ABOUT THIS TASK: For the records that follow, restate each one word for word and leave the images behind.

INPUT DATA:
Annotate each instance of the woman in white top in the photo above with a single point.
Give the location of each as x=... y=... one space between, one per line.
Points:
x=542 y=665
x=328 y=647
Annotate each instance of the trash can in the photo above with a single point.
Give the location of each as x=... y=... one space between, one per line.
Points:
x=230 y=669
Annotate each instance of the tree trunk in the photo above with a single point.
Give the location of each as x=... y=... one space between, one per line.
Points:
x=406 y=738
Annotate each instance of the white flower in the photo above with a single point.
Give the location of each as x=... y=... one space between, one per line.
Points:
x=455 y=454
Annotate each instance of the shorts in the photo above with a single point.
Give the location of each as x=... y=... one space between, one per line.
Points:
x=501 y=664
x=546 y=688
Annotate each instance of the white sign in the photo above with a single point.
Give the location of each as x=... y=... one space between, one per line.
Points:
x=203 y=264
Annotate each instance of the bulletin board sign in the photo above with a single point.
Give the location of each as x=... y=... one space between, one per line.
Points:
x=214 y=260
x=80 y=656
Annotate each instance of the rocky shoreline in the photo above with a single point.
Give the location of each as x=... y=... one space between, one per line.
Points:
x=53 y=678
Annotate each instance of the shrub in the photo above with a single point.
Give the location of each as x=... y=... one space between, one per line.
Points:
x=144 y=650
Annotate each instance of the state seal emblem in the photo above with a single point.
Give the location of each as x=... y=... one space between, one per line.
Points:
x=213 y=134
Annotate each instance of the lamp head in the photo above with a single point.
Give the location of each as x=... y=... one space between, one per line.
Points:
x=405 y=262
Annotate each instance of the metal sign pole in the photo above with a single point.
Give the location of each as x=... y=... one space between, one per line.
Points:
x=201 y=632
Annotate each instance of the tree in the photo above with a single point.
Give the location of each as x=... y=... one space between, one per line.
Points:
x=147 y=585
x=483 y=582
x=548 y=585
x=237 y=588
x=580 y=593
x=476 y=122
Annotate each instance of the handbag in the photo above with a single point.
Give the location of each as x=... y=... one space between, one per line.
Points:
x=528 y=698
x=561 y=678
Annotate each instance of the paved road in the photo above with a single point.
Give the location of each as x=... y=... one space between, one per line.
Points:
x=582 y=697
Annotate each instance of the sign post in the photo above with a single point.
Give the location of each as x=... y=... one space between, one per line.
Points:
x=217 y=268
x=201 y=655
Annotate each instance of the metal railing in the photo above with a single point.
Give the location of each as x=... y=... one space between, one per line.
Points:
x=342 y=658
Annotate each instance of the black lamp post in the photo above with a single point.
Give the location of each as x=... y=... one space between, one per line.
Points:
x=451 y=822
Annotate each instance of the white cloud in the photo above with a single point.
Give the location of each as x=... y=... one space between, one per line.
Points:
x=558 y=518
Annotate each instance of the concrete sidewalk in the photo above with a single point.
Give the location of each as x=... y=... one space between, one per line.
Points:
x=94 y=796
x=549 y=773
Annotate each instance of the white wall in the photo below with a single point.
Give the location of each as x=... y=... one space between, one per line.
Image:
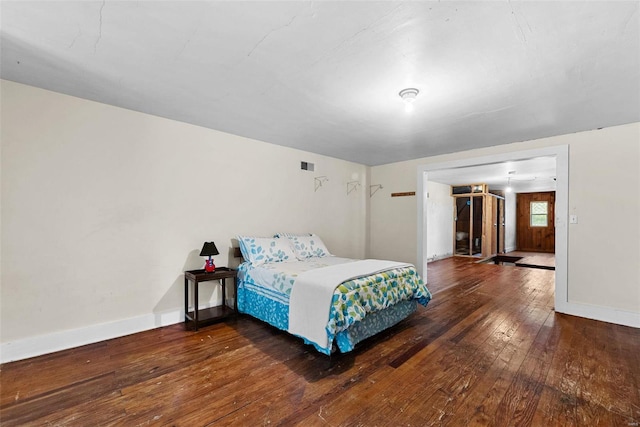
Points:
x=104 y=208
x=439 y=221
x=604 y=191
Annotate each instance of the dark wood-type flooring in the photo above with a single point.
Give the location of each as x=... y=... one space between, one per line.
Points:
x=535 y=258
x=488 y=350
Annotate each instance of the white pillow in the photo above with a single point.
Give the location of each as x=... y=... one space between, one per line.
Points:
x=291 y=234
x=259 y=250
x=308 y=246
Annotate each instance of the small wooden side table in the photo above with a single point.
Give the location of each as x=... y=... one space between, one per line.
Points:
x=211 y=314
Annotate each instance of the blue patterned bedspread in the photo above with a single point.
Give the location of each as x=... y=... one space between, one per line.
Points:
x=351 y=302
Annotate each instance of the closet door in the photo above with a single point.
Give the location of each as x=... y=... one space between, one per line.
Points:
x=462 y=225
x=477 y=226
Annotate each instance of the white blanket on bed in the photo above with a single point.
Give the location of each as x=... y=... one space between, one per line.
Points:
x=311 y=295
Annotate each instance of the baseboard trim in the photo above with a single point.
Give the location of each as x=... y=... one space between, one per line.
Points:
x=603 y=314
x=63 y=340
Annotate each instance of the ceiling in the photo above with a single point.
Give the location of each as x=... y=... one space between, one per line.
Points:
x=523 y=176
x=324 y=76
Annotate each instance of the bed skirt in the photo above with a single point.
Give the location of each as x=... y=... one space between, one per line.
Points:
x=277 y=314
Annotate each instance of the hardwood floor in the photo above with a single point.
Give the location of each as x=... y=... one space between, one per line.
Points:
x=535 y=258
x=488 y=350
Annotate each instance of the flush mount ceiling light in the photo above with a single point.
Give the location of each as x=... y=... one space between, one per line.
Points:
x=408 y=95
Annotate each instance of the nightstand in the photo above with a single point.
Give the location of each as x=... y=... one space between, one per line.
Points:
x=211 y=314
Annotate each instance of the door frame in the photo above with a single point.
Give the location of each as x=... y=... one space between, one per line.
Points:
x=561 y=154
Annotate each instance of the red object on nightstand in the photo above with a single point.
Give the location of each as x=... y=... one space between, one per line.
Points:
x=210 y=267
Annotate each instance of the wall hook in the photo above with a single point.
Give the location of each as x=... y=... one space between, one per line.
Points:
x=318 y=180
x=373 y=189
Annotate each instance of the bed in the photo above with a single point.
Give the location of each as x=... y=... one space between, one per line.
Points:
x=293 y=283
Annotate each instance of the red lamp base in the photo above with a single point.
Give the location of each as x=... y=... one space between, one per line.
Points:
x=209 y=267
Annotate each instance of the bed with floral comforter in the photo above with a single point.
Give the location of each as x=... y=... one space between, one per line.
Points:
x=356 y=308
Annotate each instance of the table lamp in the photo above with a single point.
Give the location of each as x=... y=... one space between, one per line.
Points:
x=209 y=249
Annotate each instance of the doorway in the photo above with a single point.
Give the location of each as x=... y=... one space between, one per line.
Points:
x=561 y=156
x=535 y=225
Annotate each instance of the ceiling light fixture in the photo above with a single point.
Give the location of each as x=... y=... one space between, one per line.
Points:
x=408 y=96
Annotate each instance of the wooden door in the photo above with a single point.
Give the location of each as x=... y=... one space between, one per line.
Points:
x=500 y=230
x=535 y=228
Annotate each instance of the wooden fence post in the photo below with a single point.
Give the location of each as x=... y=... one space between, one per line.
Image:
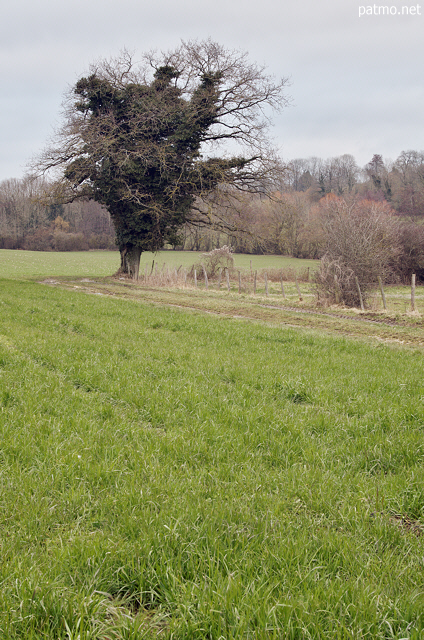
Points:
x=359 y=293
x=336 y=289
x=298 y=291
x=228 y=279
x=413 y=292
x=382 y=293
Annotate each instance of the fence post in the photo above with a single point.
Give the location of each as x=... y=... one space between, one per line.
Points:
x=413 y=292
x=359 y=293
x=228 y=279
x=336 y=289
x=382 y=293
x=298 y=290
x=206 y=278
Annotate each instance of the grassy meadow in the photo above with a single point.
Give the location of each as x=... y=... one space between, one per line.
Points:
x=170 y=473
x=37 y=264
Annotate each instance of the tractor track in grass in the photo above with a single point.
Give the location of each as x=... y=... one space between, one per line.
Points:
x=389 y=329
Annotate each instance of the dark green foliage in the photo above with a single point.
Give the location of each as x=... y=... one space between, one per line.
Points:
x=145 y=146
x=141 y=153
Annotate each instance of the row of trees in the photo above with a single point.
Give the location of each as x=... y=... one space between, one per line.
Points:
x=399 y=182
x=28 y=222
x=176 y=151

ANSWER FOR THE TASK:
Annotate each instance of the woman in white top in the photo above with a single point.
Give the location of each as x=... y=... one space between, one per line.
Points:
x=542 y=665
x=328 y=647
Annotate each instance of the trash can in the photo above with a single point.
Give the location of each as x=... y=... one space between, one per line.
Points:
x=230 y=669
Annotate each instance of the tree trunk in the photo above with a single point.
Give the location of each as x=... y=... one space between, one per line.
Points:
x=406 y=738
Annotate each instance of the white flower in the photo above with a single point.
Give the location of each as x=... y=... one space between, one per line.
Points:
x=455 y=454
Annotate each instance of the shorts in the photo above with a single point.
Give the location of each as x=... y=... one space between, one per line.
Points:
x=501 y=664
x=546 y=688
Annotate each instance of the white sign in the photo above with a single point.
Give the location of each as x=... y=... one space between, one per line.
Points:
x=203 y=264
Annotate each instance of the bulletin board sign in the photo above with a single point.
Give the location of each as x=... y=... one space between, one per line.
Points:
x=214 y=260
x=80 y=656
Annotate each instance of the rocky shoreline in the photo above with a single point.
Give the location of each as x=... y=... one space between, one per line.
Points:
x=53 y=678
Annotate each instance of the shrub in the photo above with a single point.
Give the location of each as x=... y=... one space between, one per line.
Points:
x=144 y=650
Annotate each instance of the state seal emblem in the photo above with a single point.
Give the location of each as x=... y=... one space between, one per line.
Points:
x=213 y=134
Annotate each instance of the lamp head in the photo above with a single point.
Give the location of each as x=... y=... one space between, one per line.
Points:
x=405 y=262
Annotate each instance of the metal sign pole in the photo above with a single point.
Give the location of each as x=... y=... one space between, one per line.
Points:
x=201 y=632
Annotate each instance of the tree in the photo above with a single point.
Give the location of each as x=... y=... one space between, one per line.
Points:
x=147 y=585
x=483 y=582
x=548 y=585
x=237 y=588
x=580 y=593
x=476 y=122
Annotate each instance of the handbag in the photo above with a single point.
Give the location of each as x=... y=... one space between, one per line.
Points:
x=528 y=698
x=561 y=678
Annotate each instance of the paved road in the photo above with a single point.
Give the location of each as x=... y=... one space between, one per line.
Points:
x=582 y=697
Annotate each instance of the sign post in the photo above with a single point.
Give the location of each as x=... y=... one space between, one per line.
Points:
x=217 y=268
x=201 y=655
Annotate each instance of the metal railing in the photo above with a single point.
Give the location of each as x=... y=... one space between, one per line.
Points:
x=342 y=658
Annotate each instance of the black lamp post in the photo above with a single point.
Give the location of each as x=... y=... one space between, one per line.
Points:
x=451 y=822
Annotate each instance of the white cloud in the photo above with a single point.
Give the location of each as x=... y=... one space between, one per line.
Points:
x=558 y=518
Annotate each instance of the concrete sidewalk in the photo above with a single point.
Give the location of each as x=... y=... one space between, one per line.
Points:
x=94 y=796
x=549 y=773
Annotate each instance of the white wall in the photo below with a single point.
Give the location of each as x=... y=... one space between, one per line.
Image:
Points:
x=104 y=208
x=439 y=221
x=604 y=191
Annotate each instance of the dark wood-type flooring in the photo above with a single point.
Give the location of each as x=... y=... one space between, one per line.
Points:
x=535 y=258
x=488 y=350
Annotate each instance of the white pillow in the photo above with a single point.
Give the location of each as x=... y=... one space between, one per line.
Points:
x=291 y=234
x=259 y=250
x=308 y=246
Annotate each instance of the small wooden side table in the photo above with a single point.
Give the location of each as x=... y=... one space between, one per line.
Points:
x=211 y=314
Annotate each instance of the blue patterned bedspread in the photo above with a single point.
Give the location of each as x=... y=... one space between, one per line.
Points:
x=351 y=302
Annotate each instance of the closet door in the photo above with a single point.
Give the location of each as x=... y=... one space between, one per line.
Points:
x=462 y=225
x=477 y=226
Annotate each instance of the white blanket on bed in the photo above with a single point.
Give the location of each as x=... y=... one space between, one per line.
Points:
x=311 y=295
Annotate each instance of the baseboard trim in the photo above with a single point.
Give the location of each as x=... y=... one space between, one per line.
Points:
x=603 y=314
x=63 y=340
Annotate each instance of the ceiling in the photo above with a single point.
Give the location of each as x=... y=... one space between, one per line.
Points:
x=523 y=176
x=324 y=76
Annotate each instance of the bed skirt in the photo above with a single point.
Give the location of each as x=... y=... one space between, one per line.
Points:
x=277 y=314
Annotate each instance of the hardwood floor in the photo above with a single point.
Give the location of each as x=... y=... one space between, one per line.
Points:
x=535 y=258
x=488 y=350
Annotate each instance of the flush mount ceiling light in the photo above with a single point.
Give the location of each as x=... y=... one space between, one per line.
Points:
x=408 y=95
Annotate each instance of the nightstand in the photo above with a single point.
Give the location of each as x=... y=... one space between, one per line.
Points:
x=211 y=314
Annotate each instance of the door frame in the photo above with a single point.
Give the location of each as x=... y=... one space between, one per line.
Points:
x=561 y=154
Annotate each instance of the red object on nightstand in the photo above with a single point.
Give the location of each as x=... y=... one space between, one per line.
Points:
x=210 y=267
Annotate each instance of the wall hook in the photo above with a single point.
Give the location of each as x=... y=... one space between, one per line.
Points:
x=318 y=180
x=373 y=189
Annotate each instance of the bed in the photo above with a single point.
Give the location of each as x=... y=... one space between, one per line.
Points:
x=293 y=283
Annotate each instance of the red lamp base in the photo above with a single point.
Give the location of each as x=... y=... one space between, one per line.
Points:
x=209 y=267
Annotate each instance of the bed with floral comforter in the photo above with a single point.
Give the location of each as x=... y=... one space between, one per line.
Points:
x=356 y=308
Annotate each instance of the table lamp in the photo above with a single point.
Give the location of each as x=... y=... one space between, one per line.
Points:
x=209 y=249
Annotate each instance of the doorway in the photo above with a single point.
Give the location of each as x=... y=... one space between, one per line.
Points:
x=561 y=156
x=535 y=225
Annotate each instance of the ceiling light fixture in the photo above with a single point.
Give the location of each as x=... y=... one space between, one per line.
Points:
x=408 y=96
Annotate each instance of the wooden door in the photo above with a single point.
Give the location of each as x=... y=... one space between, one per line.
Points:
x=500 y=230
x=535 y=228
Annotate each instance of the wooden fence post in the photo below with a single point.
Give the location of each as x=... y=... one space between, one per line.
Image:
Points:
x=359 y=293
x=336 y=289
x=298 y=291
x=228 y=279
x=413 y=292
x=382 y=293
Annotate each instance of the fence post in the photo above with a single point.
Give the location of each as x=... y=... one space between, one per line.
Points:
x=413 y=292
x=359 y=293
x=228 y=279
x=336 y=289
x=382 y=293
x=298 y=290
x=206 y=278
Annotate each instance of the grassy meadow in the photo above with a single point.
Give the location of each as x=... y=... one space between, one per line.
Points:
x=170 y=473
x=37 y=264
Annotate each instance of the tractor track in grass in the photo above with a single point.
Give the location of each as x=... y=... one space between, one per line.
Points:
x=389 y=329
Annotate each instance of the dark green foliage in the photo above with a single point.
Give the location of each as x=... y=... one space between, one per line.
Points:
x=145 y=146
x=141 y=153
Annotate each instance of the row of trees in the photo above with a single point.
Give the location of each as x=... y=... one space between, one per line.
Points:
x=399 y=182
x=28 y=222
x=176 y=151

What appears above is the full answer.